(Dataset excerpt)
⟨
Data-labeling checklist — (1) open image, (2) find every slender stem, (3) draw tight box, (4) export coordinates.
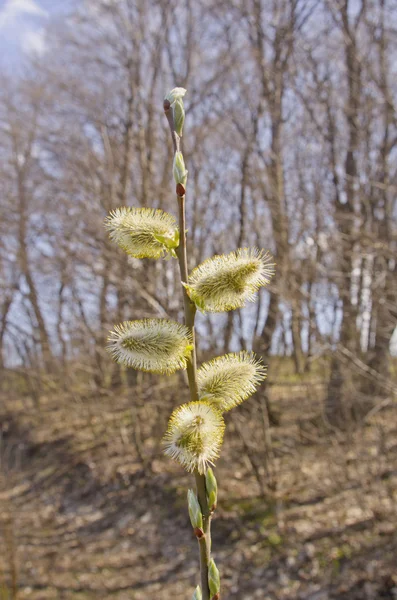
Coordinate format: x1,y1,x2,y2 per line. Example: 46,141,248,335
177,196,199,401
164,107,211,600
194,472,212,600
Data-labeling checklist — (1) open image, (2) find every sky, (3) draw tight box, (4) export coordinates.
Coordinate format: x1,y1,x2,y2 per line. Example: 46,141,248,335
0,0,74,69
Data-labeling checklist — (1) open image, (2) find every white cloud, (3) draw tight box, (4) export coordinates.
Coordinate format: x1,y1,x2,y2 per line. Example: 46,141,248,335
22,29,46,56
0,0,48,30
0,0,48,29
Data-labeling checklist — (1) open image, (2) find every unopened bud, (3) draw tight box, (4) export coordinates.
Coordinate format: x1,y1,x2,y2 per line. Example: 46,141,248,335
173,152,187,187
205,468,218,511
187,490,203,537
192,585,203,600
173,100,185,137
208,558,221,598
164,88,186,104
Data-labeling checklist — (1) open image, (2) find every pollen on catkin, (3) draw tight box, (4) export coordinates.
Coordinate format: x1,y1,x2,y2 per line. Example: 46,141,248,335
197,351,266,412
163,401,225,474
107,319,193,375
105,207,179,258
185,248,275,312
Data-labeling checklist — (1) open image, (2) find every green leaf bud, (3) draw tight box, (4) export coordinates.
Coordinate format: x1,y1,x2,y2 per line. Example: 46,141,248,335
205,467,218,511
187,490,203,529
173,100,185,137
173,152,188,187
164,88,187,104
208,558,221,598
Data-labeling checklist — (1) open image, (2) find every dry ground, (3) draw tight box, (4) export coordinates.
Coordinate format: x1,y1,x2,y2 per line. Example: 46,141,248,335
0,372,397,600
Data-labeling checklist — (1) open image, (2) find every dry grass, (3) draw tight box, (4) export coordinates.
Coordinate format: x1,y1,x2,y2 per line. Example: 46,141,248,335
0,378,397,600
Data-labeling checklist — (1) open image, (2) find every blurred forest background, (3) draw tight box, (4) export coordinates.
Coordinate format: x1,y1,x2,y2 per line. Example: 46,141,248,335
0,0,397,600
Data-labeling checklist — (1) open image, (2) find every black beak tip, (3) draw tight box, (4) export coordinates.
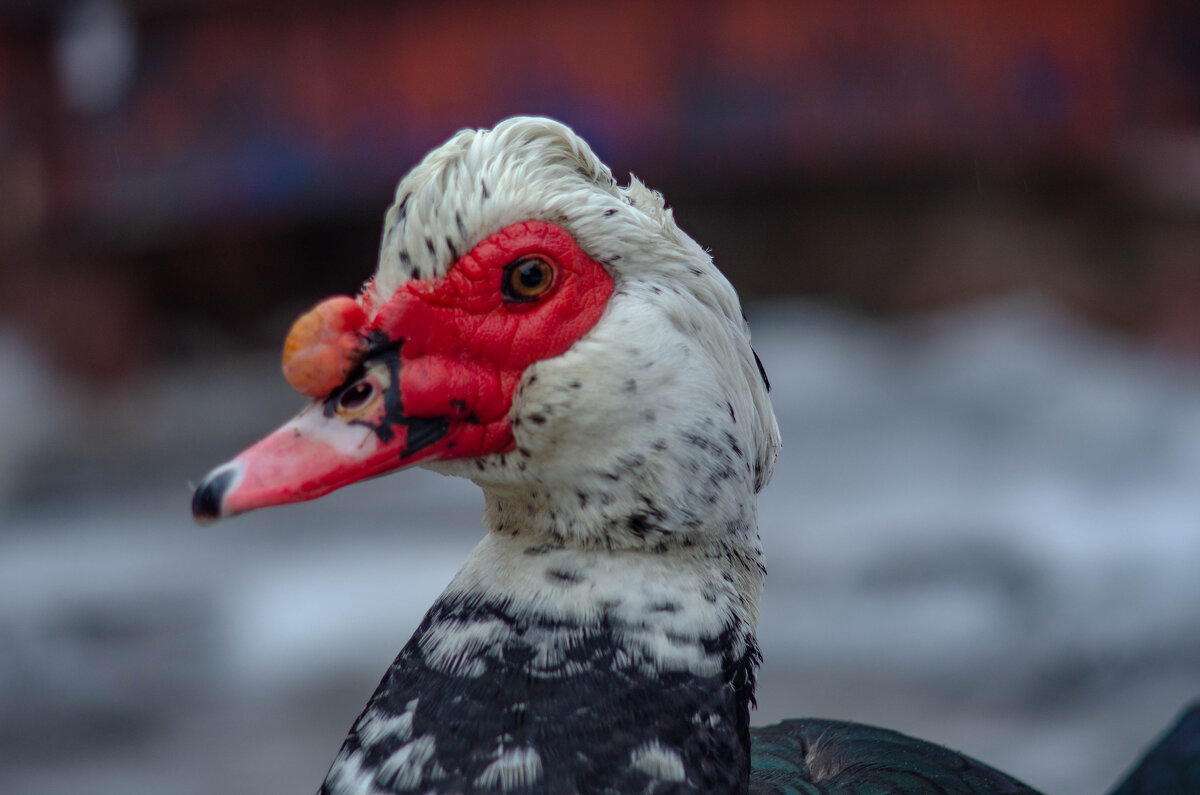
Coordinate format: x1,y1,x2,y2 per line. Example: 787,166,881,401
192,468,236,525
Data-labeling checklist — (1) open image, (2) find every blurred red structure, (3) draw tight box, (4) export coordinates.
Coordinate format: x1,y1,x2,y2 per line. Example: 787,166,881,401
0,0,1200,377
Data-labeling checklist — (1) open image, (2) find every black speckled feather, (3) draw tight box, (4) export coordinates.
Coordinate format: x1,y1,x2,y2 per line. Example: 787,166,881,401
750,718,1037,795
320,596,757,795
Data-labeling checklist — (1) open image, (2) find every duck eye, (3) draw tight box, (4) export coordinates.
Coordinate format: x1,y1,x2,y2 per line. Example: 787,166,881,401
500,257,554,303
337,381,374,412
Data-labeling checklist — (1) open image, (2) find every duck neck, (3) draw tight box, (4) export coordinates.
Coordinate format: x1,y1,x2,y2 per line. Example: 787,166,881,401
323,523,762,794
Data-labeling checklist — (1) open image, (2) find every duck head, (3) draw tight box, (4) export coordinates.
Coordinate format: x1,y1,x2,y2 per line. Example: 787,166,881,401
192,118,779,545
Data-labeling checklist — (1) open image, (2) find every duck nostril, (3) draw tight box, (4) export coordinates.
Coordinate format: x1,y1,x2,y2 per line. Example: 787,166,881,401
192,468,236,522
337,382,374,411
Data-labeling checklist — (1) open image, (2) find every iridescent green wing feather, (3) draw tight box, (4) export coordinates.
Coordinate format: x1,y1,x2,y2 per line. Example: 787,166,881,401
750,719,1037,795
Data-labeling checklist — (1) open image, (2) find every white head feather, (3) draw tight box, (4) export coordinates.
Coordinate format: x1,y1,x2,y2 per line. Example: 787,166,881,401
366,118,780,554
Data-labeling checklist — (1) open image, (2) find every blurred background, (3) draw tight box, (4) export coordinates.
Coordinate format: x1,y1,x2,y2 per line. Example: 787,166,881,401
⟩
◆ What to produce: Turn the lines of the records between the line containing "Data-labeling checklist — (1) open image, (2) find every pollen" and the line containing "105,207,179,258", inclusive, into a numbered list, leaving out any blank lines.

◆ Response to the exercise:
1. Data-labeling checklist — (1) open image, (2) find every pollen on catkin, (3) draw tight box, (4) export coordinates.
2. Coordinate format: x1,y1,x2,y2 per line. Example: 46,141,248,335
3. 197,351,266,412
4. 163,401,225,474
5. 107,319,193,375
6. 105,207,179,258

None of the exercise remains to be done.